Problem: Transcribe the lines of the listing below verbatim, beginning with the line that contains "Target: paved ground" and continuing through the end of the listing.

────────

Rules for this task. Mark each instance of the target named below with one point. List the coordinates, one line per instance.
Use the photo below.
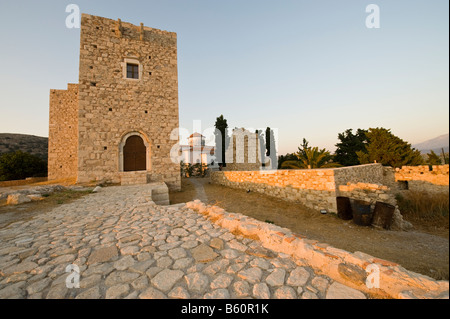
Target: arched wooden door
(134, 154)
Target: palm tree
(309, 158)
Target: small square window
(132, 71)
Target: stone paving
(125, 246)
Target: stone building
(116, 123)
(243, 152)
(197, 152)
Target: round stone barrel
(362, 214)
(383, 214)
(344, 208)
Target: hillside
(436, 144)
(35, 145)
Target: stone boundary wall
(316, 188)
(421, 178)
(243, 153)
(30, 180)
(351, 269)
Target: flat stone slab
(339, 291)
(203, 254)
(103, 254)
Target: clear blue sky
(308, 68)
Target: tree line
(362, 147)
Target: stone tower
(116, 124)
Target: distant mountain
(35, 145)
(435, 144)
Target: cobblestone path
(125, 246)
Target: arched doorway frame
(147, 144)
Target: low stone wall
(421, 178)
(377, 277)
(21, 182)
(316, 188)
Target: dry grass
(11, 214)
(427, 212)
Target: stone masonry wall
(63, 133)
(243, 152)
(315, 188)
(421, 179)
(370, 183)
(112, 106)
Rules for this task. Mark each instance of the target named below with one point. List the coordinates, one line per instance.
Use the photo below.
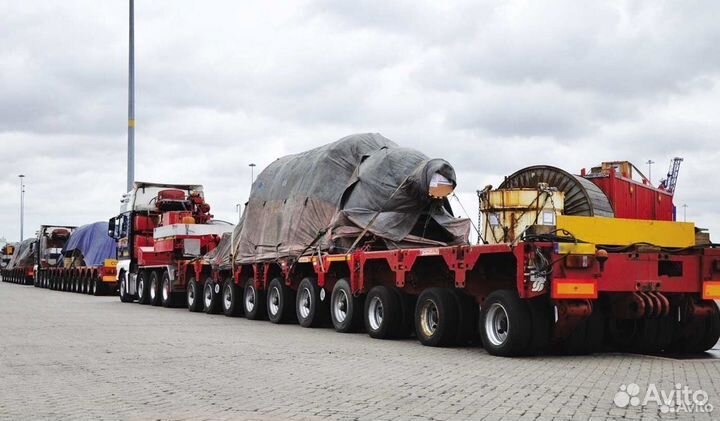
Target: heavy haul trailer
(574, 280)
(86, 264)
(161, 228)
(34, 254)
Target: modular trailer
(651, 290)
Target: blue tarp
(93, 242)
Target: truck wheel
(194, 296)
(383, 313)
(232, 299)
(211, 298)
(436, 317)
(253, 301)
(155, 288)
(280, 301)
(505, 324)
(143, 289)
(345, 310)
(124, 296)
(167, 298)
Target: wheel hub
(305, 302)
(375, 313)
(340, 307)
(497, 324)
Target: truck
(40, 252)
(161, 231)
(85, 263)
(359, 235)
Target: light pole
(252, 173)
(650, 162)
(22, 206)
(131, 100)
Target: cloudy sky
(489, 86)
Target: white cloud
(490, 86)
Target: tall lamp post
(131, 100)
(252, 173)
(22, 206)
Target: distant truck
(85, 264)
(32, 254)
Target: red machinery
(161, 228)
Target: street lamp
(22, 206)
(252, 173)
(650, 162)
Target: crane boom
(670, 181)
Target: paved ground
(70, 356)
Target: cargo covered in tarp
(91, 243)
(360, 185)
(24, 255)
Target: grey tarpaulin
(326, 197)
(24, 255)
(219, 257)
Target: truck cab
(159, 226)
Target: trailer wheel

────────

Answer below:
Target: paved ground
(70, 356)
Target: cargo covered in tarp
(91, 243)
(360, 185)
(24, 255)
Target: grey tarpaulin
(326, 197)
(24, 255)
(219, 257)
Target: truck cab
(159, 226)
Target: trailer wheel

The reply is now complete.